# Exercise instructions
Revise the records below by replacing "Target" with "Object" wherever it occurs, keeping every other line and word unchanged.

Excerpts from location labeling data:
------------------------------------------------------------

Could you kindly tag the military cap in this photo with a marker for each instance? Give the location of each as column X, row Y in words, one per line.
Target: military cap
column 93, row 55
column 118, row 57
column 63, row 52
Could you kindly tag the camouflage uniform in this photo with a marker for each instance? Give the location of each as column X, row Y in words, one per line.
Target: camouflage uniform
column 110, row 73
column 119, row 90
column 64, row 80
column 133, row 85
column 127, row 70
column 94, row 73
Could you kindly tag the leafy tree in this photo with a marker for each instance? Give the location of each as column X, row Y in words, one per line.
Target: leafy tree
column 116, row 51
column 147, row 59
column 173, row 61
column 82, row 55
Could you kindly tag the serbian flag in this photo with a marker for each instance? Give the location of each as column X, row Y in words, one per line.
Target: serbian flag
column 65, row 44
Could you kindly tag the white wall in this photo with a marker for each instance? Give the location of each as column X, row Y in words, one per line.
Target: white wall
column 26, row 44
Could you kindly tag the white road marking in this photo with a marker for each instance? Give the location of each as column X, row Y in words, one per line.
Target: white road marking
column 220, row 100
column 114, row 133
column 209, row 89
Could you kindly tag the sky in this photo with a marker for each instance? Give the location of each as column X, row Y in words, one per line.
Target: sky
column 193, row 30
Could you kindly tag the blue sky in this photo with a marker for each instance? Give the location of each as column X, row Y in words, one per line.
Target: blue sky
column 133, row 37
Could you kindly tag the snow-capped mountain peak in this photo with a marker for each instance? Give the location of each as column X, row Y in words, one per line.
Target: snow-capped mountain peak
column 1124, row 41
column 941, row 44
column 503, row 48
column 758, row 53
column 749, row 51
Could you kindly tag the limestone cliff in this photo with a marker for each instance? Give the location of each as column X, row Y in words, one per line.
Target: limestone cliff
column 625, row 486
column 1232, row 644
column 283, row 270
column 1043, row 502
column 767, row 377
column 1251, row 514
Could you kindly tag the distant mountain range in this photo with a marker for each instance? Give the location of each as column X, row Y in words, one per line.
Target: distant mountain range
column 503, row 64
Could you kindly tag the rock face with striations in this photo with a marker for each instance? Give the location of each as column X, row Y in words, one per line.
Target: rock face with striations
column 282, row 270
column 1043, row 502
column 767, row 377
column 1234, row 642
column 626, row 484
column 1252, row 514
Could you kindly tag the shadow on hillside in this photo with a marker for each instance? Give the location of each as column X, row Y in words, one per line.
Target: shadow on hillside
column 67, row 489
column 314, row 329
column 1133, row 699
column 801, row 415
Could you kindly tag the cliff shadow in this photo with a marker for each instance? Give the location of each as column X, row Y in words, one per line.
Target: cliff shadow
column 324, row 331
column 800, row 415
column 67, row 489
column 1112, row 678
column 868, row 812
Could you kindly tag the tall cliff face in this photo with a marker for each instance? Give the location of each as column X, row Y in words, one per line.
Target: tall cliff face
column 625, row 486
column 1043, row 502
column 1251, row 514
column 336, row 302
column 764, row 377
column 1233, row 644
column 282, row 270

------------------------------------------------------------

# Output of the exercise
Could you kindly tag the military cap in this photo with a marker for each instance? Give the location of each as column X, row Y in words, one per line.
Object: military cap
column 93, row 55
column 118, row 57
column 63, row 52
Could you kindly tag the camouflage uniform in this photo with a marker for each instance? Give the location of each as column X, row Y in words, one per line.
Object: camouflage uniform
column 110, row 73
column 119, row 90
column 64, row 80
column 133, row 85
column 127, row 70
column 94, row 73
Could you kindly tag the leafy tree in this photo with a marker for each instance? Give the location of each as column X, row Y in words, one per line.
Object: leafy tree
column 116, row 51
column 147, row 59
column 173, row 61
column 82, row 55
Could you kindly tag the serbian flag in this photo with a marker for each instance? Give the location of each as column X, row Y in words, one per line.
Object: serbian flag
column 65, row 44
Could you kindly tag the white wall in this photo with a marker for each instance? Give the location of each as column X, row Y in words, one per line.
Object: white wall
column 26, row 44
Could you kindly tag the white road marking in this photo with a marker for each instance? Give the location of each as column X, row Y in words, one per line.
Object: white road marking
column 220, row 100
column 114, row 133
column 209, row 89
Could you kindly tag the sky in this photo with a marker for each instance? Give the location of each as column X, row Y in words, one per line.
Object: sky
column 193, row 30
Could you kindly tag the blue sky in this photo with a marker for each instance? Give the location of each as column X, row Y in words, one per line.
Object: blue sky
column 133, row 37
Could you kindly tag the snow-capped mountain peak in this photo with a marker for each instance? Give the location of each as column X, row Y in words, one per line.
Object: snow-capped mountain peak
column 1124, row 41
column 941, row 44
column 503, row 48
column 758, row 53
column 749, row 51
Could you kindly tag the limestone cliff in this photo with a marker for each instance? Give the location of each as column X, row Y in words, one per line.
Object: limestone cliff
column 625, row 486
column 1232, row 644
column 283, row 270
column 1043, row 502
column 767, row 377
column 1251, row 514
Could you kindly tag the distant mountain range in this photo with a marker for each instance? Give the location of each as column X, row Y in words, one per line.
Object: distant mountain range
column 503, row 64
Could you kindly tag the rock face with striations in this photo with a marker for each instance? Give the location of each as column X, row Y in words, one per line.
Object: rock face with striations
column 282, row 270
column 1043, row 502
column 767, row 377
column 1234, row 642
column 626, row 484
column 1252, row 514
Could you kindly tag the shadow on hillside in this photo with a marker for each instance? Give the location of each as column X, row Y in words, one per line.
Object: shadow on hillside
column 67, row 489
column 314, row 329
column 1133, row 699
column 801, row 415
Could you kindly tag the cliff shadow in this photo with a marker for each instance? Give the location of each as column X, row Y in words, one per line.
Object: cliff shadow
column 324, row 331
column 800, row 415
column 67, row 489
column 1112, row 678
column 868, row 812
Could you kindly tag the tall cliff face in this photo with a marker for each instance? Give the location of each as column X, row Y in words, one per line.
Object: tall cliff face
column 625, row 486
column 1043, row 502
column 1251, row 514
column 336, row 302
column 764, row 377
column 1233, row 644
column 282, row 270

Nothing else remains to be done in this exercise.